Find "Please identify the hi-vis" in the material below and restate exactly the line holding it together with every line that comes after.

**Available data**
/---

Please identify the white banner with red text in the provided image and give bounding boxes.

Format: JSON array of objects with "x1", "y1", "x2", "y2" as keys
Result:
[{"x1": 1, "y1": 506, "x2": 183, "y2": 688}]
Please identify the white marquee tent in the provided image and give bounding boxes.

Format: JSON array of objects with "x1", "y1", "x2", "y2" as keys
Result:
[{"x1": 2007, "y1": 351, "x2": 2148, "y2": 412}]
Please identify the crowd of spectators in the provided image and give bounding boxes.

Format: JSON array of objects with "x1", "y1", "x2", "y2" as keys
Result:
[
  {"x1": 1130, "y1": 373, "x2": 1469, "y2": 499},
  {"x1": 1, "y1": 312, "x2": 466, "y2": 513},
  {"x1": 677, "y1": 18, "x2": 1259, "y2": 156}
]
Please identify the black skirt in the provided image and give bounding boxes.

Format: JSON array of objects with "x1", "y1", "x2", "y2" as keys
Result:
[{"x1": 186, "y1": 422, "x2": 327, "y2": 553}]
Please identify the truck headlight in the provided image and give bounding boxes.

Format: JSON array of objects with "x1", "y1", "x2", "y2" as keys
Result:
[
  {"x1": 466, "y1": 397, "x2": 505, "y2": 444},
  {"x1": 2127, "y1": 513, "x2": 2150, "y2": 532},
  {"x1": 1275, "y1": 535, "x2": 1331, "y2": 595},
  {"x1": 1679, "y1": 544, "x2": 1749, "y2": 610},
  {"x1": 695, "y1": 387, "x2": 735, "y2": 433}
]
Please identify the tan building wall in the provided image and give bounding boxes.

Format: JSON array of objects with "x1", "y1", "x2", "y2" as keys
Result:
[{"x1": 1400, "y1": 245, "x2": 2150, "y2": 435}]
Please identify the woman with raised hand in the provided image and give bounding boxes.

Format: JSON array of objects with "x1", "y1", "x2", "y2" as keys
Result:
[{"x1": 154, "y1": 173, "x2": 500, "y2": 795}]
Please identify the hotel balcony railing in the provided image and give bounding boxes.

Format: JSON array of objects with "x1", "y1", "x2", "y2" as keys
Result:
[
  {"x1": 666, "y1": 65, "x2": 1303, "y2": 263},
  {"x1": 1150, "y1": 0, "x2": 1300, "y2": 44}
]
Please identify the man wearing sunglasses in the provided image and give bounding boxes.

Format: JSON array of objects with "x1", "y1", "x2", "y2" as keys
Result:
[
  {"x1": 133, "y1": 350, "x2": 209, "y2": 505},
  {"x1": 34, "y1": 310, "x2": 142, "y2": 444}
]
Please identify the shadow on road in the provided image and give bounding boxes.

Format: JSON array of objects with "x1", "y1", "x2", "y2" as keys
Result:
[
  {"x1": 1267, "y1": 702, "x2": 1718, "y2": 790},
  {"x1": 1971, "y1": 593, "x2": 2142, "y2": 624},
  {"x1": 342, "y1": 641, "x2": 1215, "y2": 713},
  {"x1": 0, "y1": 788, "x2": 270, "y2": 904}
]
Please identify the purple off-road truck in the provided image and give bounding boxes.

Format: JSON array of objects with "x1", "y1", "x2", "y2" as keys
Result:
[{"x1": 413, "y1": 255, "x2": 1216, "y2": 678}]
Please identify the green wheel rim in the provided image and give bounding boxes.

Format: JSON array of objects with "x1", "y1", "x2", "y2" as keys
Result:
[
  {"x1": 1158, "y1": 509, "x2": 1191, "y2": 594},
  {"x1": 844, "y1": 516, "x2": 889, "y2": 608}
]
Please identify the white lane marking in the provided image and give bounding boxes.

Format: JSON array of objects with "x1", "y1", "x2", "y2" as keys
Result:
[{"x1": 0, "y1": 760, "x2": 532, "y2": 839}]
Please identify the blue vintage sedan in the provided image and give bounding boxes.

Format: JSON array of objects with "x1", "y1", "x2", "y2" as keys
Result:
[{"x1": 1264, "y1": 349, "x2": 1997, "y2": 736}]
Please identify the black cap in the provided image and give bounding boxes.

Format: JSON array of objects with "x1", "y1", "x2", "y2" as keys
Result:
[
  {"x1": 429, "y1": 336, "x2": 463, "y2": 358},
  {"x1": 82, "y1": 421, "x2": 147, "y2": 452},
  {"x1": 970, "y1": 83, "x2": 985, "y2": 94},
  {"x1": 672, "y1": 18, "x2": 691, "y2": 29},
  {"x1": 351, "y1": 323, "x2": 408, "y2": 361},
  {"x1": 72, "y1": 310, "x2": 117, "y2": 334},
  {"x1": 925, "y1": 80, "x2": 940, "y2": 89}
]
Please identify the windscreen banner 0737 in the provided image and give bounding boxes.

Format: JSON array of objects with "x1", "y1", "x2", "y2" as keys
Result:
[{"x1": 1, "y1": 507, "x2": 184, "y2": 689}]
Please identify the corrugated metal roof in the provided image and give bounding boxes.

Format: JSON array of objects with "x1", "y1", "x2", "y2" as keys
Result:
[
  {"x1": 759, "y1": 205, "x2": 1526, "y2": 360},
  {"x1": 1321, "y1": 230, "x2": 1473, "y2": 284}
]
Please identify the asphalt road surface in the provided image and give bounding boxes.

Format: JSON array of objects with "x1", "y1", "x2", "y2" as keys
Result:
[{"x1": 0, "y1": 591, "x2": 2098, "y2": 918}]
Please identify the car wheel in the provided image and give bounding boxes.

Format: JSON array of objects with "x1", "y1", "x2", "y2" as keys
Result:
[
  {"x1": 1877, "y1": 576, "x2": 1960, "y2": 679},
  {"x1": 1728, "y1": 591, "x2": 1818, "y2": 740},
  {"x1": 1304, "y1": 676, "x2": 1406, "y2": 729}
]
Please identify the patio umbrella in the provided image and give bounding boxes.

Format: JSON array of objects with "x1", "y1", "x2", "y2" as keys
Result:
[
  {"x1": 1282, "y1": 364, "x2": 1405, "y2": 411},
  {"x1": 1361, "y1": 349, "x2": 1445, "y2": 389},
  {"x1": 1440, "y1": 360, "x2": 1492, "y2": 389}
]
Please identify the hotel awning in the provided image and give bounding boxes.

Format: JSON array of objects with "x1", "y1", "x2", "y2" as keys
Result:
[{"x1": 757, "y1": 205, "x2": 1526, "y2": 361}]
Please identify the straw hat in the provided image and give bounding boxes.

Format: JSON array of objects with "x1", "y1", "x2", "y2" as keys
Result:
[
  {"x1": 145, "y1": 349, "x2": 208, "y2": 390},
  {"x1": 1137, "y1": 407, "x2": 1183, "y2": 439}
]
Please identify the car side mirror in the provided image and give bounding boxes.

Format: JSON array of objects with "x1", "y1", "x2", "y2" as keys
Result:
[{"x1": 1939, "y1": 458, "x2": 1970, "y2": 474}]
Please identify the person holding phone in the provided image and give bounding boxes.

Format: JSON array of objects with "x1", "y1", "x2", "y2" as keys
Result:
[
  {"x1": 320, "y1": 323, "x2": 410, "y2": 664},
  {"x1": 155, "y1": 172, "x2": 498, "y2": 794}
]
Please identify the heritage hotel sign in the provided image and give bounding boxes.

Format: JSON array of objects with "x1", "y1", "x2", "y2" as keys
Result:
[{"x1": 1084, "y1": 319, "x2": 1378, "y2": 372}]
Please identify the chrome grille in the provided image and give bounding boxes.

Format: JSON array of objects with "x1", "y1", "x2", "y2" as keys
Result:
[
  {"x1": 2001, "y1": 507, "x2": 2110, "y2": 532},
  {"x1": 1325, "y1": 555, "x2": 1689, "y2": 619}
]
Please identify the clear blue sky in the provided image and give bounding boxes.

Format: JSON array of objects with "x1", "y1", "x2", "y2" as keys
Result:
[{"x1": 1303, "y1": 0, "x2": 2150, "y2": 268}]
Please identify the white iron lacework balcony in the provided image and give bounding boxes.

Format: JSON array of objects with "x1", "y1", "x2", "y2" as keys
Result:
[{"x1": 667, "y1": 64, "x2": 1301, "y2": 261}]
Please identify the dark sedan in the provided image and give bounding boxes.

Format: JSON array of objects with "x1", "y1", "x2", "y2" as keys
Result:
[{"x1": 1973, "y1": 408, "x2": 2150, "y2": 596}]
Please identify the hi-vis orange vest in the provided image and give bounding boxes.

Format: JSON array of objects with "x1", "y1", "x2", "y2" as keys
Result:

\---

**Task solution**
Please identify the hi-vis orange vest in the provided image and give bounding boxes.

Format: JSON array of objects with "x1", "y1", "x2", "y2" as keys
Result:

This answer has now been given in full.